▸ Assigned task:
In the listing that follows, how many lines hold the string "mossy"? Answer with the number only.

___

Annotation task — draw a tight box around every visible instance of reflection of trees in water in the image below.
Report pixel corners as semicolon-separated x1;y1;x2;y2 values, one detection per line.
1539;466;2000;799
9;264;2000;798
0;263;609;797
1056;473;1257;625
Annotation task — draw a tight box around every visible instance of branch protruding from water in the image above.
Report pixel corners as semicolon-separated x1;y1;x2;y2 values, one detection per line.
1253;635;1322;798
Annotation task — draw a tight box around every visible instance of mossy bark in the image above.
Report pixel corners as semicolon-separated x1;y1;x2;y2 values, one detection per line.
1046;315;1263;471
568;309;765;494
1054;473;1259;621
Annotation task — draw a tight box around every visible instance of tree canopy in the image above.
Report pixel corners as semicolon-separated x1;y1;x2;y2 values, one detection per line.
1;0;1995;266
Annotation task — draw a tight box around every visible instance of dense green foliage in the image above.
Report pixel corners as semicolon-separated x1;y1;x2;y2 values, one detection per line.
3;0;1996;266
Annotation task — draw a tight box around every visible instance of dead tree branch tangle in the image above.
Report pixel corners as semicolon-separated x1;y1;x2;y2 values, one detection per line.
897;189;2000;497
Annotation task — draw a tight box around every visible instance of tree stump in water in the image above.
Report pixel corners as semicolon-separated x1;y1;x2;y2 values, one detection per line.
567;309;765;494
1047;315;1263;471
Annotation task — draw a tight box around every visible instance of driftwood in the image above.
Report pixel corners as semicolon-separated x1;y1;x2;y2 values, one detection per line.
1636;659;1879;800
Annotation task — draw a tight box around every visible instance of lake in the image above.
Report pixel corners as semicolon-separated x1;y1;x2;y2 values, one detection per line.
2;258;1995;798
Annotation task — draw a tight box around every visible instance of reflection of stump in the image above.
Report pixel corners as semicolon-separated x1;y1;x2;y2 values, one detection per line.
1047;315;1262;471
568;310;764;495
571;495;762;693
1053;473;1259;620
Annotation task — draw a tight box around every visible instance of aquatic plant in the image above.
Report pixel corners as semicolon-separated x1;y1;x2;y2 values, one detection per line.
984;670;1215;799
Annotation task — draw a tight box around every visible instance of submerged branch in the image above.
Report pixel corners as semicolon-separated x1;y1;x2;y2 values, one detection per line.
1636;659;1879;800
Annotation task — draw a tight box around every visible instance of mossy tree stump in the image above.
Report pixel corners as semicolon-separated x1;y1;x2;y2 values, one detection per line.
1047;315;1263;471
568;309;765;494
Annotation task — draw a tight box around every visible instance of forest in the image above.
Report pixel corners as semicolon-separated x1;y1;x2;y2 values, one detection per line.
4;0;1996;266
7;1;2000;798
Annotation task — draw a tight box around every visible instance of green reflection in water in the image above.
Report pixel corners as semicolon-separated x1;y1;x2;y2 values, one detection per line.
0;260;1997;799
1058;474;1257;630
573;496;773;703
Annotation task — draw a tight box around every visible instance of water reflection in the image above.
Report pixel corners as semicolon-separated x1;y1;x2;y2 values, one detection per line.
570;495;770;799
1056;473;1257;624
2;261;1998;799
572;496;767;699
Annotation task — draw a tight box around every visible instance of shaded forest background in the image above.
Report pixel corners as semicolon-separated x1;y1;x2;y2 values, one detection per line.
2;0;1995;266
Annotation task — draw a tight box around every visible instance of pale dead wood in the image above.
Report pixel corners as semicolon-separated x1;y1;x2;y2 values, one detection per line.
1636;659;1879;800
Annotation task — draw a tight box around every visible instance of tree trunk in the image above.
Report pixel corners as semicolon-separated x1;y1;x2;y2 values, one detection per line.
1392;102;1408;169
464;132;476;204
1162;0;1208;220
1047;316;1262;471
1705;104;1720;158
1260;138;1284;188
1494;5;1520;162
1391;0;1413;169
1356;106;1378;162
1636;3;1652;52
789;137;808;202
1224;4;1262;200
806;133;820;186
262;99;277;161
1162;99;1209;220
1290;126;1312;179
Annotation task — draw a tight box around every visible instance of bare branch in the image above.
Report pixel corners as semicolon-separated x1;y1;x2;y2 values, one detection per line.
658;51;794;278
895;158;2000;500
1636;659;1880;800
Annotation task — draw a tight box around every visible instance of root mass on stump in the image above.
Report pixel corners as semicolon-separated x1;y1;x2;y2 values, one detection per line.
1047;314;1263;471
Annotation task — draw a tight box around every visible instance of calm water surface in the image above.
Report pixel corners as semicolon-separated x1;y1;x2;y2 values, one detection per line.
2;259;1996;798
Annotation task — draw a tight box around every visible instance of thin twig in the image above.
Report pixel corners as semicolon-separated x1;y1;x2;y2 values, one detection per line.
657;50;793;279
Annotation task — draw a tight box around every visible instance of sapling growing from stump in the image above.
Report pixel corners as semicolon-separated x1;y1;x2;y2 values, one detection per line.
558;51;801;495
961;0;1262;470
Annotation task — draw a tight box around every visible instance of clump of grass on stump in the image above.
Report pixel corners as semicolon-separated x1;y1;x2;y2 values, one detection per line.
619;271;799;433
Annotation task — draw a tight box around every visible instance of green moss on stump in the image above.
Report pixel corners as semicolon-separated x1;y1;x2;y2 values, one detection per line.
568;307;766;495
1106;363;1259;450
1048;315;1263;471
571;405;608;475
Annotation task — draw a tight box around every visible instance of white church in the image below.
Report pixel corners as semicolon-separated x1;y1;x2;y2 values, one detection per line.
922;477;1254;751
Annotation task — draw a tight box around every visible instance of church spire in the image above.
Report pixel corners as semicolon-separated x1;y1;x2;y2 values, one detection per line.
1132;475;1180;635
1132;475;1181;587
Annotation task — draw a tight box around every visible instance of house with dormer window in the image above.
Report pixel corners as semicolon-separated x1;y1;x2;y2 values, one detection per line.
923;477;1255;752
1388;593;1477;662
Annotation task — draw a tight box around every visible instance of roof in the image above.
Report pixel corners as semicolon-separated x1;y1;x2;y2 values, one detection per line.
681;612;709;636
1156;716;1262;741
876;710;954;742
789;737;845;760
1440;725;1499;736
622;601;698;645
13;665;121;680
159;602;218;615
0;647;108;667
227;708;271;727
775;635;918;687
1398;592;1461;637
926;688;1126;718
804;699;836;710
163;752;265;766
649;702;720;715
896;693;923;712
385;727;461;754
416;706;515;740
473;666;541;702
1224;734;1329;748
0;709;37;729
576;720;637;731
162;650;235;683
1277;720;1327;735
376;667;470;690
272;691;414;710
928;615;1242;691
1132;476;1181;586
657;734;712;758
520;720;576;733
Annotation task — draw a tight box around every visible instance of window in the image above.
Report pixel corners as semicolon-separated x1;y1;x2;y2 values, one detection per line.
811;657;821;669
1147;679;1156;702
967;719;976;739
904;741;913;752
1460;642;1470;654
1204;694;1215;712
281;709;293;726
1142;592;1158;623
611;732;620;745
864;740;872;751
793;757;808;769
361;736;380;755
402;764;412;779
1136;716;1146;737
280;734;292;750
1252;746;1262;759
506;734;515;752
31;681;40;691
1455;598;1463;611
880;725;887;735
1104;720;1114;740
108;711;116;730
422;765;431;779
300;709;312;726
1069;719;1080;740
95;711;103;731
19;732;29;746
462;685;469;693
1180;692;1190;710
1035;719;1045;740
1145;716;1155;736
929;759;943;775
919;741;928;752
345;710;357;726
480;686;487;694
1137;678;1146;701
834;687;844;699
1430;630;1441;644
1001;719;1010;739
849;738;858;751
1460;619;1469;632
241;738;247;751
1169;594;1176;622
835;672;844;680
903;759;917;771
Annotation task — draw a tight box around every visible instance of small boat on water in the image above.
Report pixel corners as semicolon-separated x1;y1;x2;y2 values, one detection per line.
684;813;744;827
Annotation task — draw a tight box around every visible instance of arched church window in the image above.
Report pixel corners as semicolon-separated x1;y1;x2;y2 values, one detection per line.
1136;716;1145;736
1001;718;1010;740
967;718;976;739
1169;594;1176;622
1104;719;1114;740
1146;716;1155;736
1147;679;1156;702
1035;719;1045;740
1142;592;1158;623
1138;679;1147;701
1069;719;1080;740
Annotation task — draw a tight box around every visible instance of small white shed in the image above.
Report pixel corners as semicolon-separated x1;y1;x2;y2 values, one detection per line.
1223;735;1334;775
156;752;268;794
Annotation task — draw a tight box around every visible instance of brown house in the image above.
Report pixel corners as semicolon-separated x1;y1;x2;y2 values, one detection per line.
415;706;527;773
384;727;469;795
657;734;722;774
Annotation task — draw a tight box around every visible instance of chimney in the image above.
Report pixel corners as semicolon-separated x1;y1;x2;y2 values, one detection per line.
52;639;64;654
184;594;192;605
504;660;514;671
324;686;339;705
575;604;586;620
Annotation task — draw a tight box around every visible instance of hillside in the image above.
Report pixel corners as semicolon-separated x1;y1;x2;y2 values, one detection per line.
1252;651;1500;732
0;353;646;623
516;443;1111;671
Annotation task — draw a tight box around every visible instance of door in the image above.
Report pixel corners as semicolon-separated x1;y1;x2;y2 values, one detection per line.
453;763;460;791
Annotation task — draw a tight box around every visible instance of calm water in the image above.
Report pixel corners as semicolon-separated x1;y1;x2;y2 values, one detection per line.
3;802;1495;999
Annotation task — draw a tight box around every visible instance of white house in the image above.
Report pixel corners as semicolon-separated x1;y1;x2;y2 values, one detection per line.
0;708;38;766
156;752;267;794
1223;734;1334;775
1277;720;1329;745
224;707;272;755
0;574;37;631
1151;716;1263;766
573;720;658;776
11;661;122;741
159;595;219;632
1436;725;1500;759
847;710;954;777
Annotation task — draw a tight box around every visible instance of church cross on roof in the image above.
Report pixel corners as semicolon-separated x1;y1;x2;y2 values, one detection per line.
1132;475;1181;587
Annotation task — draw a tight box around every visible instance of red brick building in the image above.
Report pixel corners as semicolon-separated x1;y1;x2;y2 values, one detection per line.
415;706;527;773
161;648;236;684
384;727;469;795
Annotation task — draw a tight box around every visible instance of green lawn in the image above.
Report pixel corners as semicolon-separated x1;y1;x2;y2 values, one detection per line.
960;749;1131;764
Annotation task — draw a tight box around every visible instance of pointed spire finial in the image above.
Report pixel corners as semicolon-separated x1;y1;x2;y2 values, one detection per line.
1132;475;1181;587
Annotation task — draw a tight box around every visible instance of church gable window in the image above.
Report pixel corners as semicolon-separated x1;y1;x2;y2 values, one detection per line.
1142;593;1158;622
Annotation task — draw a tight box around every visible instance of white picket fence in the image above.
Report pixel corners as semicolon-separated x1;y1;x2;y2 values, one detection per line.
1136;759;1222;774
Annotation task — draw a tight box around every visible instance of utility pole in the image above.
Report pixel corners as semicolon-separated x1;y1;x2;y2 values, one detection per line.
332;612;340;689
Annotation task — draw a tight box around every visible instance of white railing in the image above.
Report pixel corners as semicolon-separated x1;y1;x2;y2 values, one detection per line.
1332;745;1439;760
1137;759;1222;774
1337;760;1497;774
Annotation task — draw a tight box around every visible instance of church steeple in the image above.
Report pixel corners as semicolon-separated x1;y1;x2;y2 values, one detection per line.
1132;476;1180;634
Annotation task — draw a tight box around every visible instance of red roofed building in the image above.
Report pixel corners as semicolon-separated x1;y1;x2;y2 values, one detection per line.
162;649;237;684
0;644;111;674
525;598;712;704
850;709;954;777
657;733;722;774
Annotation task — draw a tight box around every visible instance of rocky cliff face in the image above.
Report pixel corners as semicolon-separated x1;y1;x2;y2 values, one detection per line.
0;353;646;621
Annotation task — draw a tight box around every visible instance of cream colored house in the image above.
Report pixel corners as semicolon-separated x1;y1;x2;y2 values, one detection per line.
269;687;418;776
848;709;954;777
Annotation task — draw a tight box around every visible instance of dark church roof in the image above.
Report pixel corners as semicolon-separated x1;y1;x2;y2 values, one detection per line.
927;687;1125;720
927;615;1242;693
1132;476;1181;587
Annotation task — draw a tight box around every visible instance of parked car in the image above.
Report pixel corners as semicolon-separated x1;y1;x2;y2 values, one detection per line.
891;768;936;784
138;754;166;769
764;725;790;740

___

▸ Exercise solution:
2